OBJETIVO DEL EJERCICIO. ¿Concuerdan con el texto sobre los funcionarios del Estado las siguientes afirmaciones? Contesta sí o no a cada una y cita literalmente las palabras del texto que lo deciden. 1. En todos los países civilizados la cotización se paga en dinero. 2. Los mandatarios reunidos toman su decisión por unanimidad. 3. La necesidad de instrucción seguirá atendida por el libre intercambio de los ciudadanos.

FUENTE.
Estos mandatarios reunidos deciden, por mayoría, que cierta categoría
de necesidad, por ejemplo, la necesidad de instrucción, ya no será atendida
por la acción libre o por el libre intercambio de los ciudadanos, sino
que será satisfecha por una clase de funcionarios especialmente asignados
a esa tarea. Tenemos aquí un servicio prestado. En
cuanto al servicio recibido, como el Estado se adueña del tiempo y de
las facultades de los nuevos funcionarios en beneficio de los ciudadanos,
se impone también, para proveer al sistema de medios de subsistencia,
que el Estado se adueñe de medios de los ciudadanos en beneficio de
los funcionarios. Esto se logra mediante una cotización o una contribución
general. En
todos los países civilizados, esta cotización se paga en dinero. Apenas
vale la pena recalcar que, detrás de estas sumas de dinero, hay trabajo.

FILAS DE DATOS.
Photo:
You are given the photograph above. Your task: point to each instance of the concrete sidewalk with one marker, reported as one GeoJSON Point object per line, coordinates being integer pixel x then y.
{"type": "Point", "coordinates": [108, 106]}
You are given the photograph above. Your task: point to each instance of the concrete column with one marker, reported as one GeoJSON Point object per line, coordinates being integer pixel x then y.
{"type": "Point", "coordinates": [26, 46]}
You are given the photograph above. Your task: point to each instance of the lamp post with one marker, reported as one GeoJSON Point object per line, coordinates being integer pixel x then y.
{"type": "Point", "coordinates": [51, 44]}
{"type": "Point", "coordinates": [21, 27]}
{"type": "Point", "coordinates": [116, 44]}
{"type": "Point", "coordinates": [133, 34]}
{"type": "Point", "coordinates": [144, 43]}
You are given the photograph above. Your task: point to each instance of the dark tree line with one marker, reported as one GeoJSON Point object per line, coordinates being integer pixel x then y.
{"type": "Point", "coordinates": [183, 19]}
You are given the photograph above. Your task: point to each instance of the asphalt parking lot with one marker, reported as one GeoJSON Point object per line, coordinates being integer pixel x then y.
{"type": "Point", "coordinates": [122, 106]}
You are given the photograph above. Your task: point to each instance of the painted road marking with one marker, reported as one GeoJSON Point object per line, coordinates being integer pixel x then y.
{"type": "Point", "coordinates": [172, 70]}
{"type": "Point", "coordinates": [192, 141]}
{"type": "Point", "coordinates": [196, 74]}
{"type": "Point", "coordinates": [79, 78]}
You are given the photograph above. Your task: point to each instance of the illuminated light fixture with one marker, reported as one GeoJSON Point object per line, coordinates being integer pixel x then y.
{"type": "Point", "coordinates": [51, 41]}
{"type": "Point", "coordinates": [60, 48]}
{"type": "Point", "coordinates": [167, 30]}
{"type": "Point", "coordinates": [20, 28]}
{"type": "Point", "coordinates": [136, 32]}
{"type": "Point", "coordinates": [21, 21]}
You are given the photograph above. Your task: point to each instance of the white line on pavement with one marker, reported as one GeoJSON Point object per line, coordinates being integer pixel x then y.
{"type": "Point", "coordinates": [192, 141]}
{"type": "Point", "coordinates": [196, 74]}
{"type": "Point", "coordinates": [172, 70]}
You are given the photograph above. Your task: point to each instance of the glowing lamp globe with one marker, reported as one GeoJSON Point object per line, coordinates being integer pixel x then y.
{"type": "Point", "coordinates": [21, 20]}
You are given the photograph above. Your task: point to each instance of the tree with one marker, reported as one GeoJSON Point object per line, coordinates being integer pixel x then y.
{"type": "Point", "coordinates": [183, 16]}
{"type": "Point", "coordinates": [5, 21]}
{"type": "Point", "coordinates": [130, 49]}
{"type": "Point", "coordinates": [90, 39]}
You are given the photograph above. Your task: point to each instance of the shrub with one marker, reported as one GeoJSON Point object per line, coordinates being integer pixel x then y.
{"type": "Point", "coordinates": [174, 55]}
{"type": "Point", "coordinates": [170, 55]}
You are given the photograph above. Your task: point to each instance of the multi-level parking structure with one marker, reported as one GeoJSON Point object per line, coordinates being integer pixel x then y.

RESPUESTA.
1. Sí: «todos los países civilizados, esta cotización se paga en dinero».
2. No: «Estos mandatarios reunidos deciden, por mayoría».
3. No: «ya no será atendida por la acción libre o por el libre intercambio de los ciudadanos».